• Supplied records:
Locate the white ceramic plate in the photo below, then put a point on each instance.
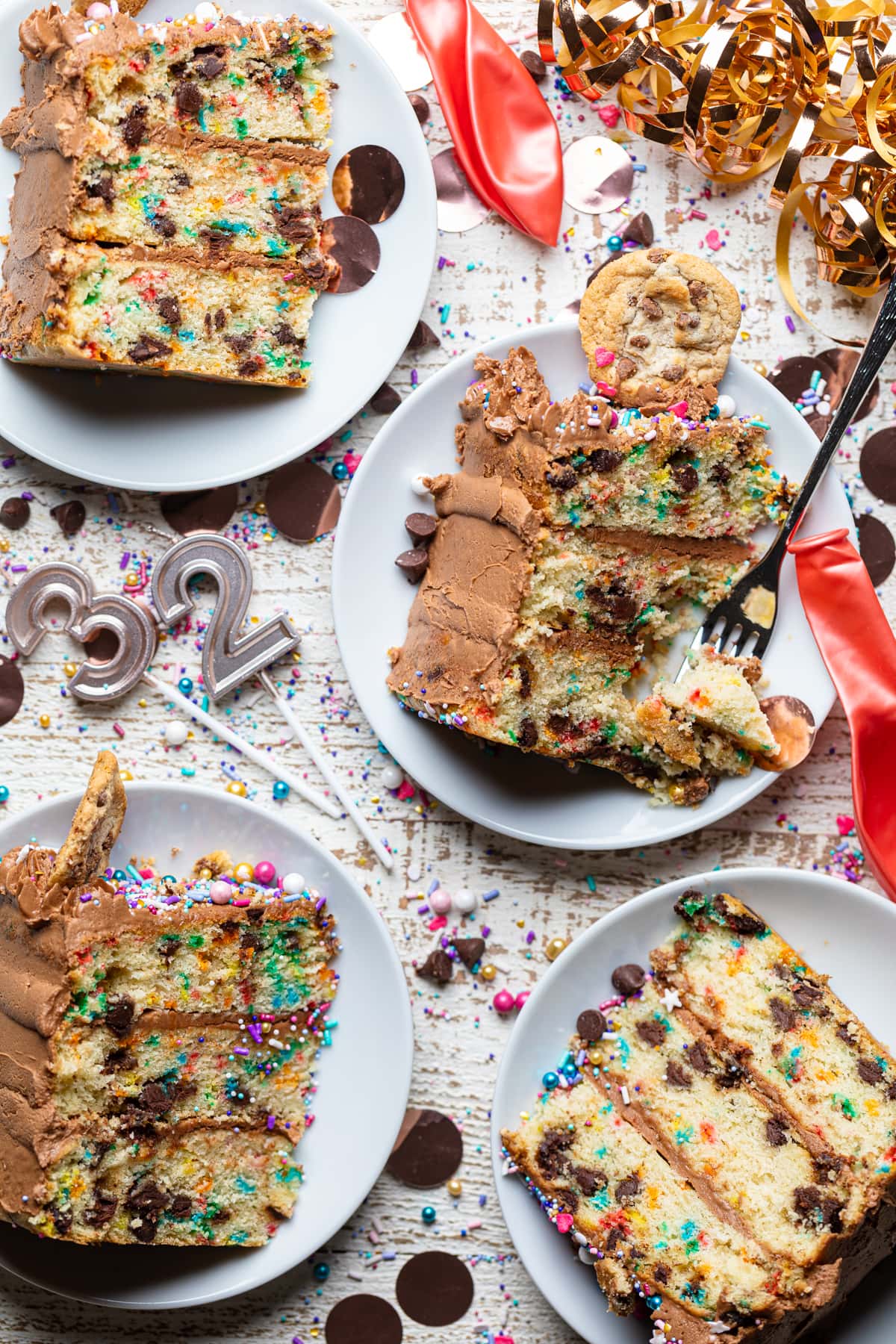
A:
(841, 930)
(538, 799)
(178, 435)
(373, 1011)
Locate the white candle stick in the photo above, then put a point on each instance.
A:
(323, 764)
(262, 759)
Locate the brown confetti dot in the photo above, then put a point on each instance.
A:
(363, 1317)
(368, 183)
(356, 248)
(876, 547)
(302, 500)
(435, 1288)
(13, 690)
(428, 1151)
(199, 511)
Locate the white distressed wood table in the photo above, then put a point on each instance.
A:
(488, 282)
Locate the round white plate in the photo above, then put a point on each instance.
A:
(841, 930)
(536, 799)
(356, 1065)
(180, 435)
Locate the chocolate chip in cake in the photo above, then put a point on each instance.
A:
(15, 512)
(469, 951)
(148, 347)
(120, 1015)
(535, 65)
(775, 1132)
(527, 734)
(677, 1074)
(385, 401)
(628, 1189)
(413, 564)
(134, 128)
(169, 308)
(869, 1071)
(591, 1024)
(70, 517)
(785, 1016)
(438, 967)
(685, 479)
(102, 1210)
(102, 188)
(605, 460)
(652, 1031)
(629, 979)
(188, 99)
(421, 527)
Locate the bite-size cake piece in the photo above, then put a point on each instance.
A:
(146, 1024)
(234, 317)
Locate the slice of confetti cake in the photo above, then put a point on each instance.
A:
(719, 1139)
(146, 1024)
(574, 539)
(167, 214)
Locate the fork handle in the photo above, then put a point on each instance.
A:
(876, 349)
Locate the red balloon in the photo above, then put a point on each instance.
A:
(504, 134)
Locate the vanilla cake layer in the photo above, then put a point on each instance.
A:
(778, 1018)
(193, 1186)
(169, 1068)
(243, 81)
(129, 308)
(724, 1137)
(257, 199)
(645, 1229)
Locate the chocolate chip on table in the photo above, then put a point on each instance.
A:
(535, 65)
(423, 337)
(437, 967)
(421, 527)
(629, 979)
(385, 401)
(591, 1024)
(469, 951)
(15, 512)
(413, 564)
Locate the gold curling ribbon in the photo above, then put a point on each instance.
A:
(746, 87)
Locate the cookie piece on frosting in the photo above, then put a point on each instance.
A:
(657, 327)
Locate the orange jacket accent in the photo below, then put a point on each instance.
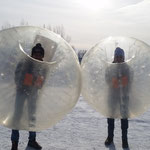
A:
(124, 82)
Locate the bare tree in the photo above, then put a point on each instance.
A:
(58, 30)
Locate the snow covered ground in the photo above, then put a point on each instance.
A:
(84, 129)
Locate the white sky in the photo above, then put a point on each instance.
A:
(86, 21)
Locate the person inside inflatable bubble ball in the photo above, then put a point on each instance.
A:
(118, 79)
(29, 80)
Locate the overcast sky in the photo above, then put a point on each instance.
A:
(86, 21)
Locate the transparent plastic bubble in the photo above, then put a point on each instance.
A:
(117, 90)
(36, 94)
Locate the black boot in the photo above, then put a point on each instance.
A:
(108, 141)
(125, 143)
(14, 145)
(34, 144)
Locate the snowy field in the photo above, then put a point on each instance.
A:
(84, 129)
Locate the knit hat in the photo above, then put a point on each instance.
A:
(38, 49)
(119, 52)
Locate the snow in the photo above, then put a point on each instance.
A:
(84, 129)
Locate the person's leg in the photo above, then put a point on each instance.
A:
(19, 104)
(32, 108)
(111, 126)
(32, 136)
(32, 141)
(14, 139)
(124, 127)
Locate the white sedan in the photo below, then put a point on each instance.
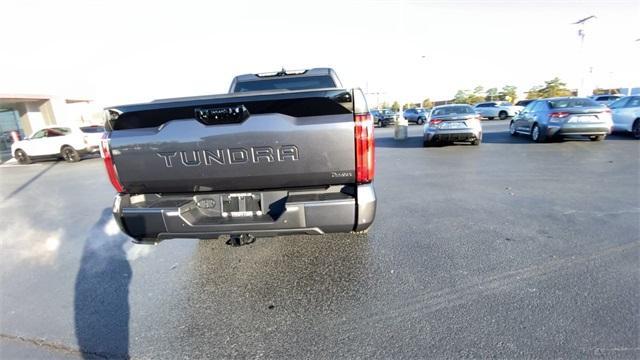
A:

• Goal of the exercise:
Retype all the entries exactly; drop the pictures.

• Solved exercise:
Locate the white ceramic plate in the photo below, then put a point on each instance.
A:
(841, 930)
(538, 799)
(178, 435)
(373, 1011)
Locate the white candle stick in the photo above, then put a point on each instance.
A:
(323, 764)
(262, 759)
Locate the brown confetti dot in the photo above, then put a point on each instance.
A:
(363, 1317)
(368, 183)
(356, 248)
(876, 547)
(302, 500)
(435, 1288)
(13, 690)
(428, 1151)
(199, 511)
Locate the white distressed wood table in the photo above, then put a point on each instance.
A:
(488, 282)
Locate the round white plate in the photo above, then put a point on each instance.
A:
(841, 930)
(536, 799)
(356, 1065)
(180, 435)
Locate the chocolate chip in cake in the photo above, then put a point on each instance.
A:
(15, 512)
(469, 951)
(148, 347)
(120, 1015)
(535, 65)
(775, 1132)
(527, 734)
(677, 1074)
(385, 401)
(628, 1189)
(413, 564)
(134, 128)
(169, 308)
(869, 1071)
(591, 1024)
(70, 517)
(785, 1016)
(438, 967)
(685, 479)
(102, 1210)
(102, 188)
(605, 460)
(652, 1031)
(629, 979)
(188, 99)
(421, 527)
Locate the bite-size cake piece in the photo above, then put a point on each instance.
A:
(146, 1024)
(234, 317)
Locate the slice of confetti cake in the photo above, then put a point on each instance.
A:
(719, 1139)
(146, 1024)
(574, 539)
(167, 214)
Locate the fork handle in the photo above, then put a point on each instance.
A:
(876, 349)
Locate the red balloon in the photo above, then put a point on each instance.
A:
(504, 134)
Locate the vanilla cake layer in the photo above, then put a point on each instance.
A:
(778, 1018)
(193, 1186)
(169, 1068)
(243, 81)
(129, 308)
(724, 1137)
(257, 199)
(645, 1229)
Locate the chocolate chip on table in the photo above, then put a point on each instance.
A:
(535, 65)
(423, 337)
(437, 967)
(421, 527)
(629, 979)
(385, 401)
(591, 1024)
(469, 951)
(15, 512)
(413, 564)
Locate the gold curling ribbon in the photo above, then put a point on each instance.
A:
(746, 87)
Locate the cookie piece on frosting in the photo above, then put a point on each instance.
A:
(657, 327)
Locate the orange jacket accent in the photo below, then put a point on each instance.
A:
(124, 82)
Locate the bare tree in the photo above, then put a point on each instance.
A:
(58, 30)
Locate the snow covered ground in the photo above, then put a point on each instance.
A:
(84, 129)
Locate the white sky in the photo above, then put a point on each instance.
A:
(86, 21)
Locate the person inside inflatable bubble ball in the photo above, then put a point on each instance.
A:
(118, 79)
(29, 80)
Locate the overcast sky in the photo above, then put a point on each instance.
A:
(86, 21)
Locate the transparent plastic bubble in the photo above, then put a point on each instance.
A:
(117, 90)
(36, 94)
Locate the black boot in the photo above, then put a point on each instance.
A:
(108, 141)
(125, 143)
(14, 145)
(34, 144)
Locate the snowy field in the photo above, then put a point on each instance.
A:
(84, 129)
Locate the knit hat in the photo above, then put a point on each instance.
A:
(38, 49)
(119, 52)
Locate the snow in the photo above, then put a point on each instance.
A:
(84, 129)
Locate the person's leg in the photo above, then put a point on each instance.
A:
(19, 104)
(32, 108)
(111, 126)
(32, 136)
(32, 141)
(14, 139)
(124, 127)
Locate the white sedan in the photo below, then put a point on each instance.
A:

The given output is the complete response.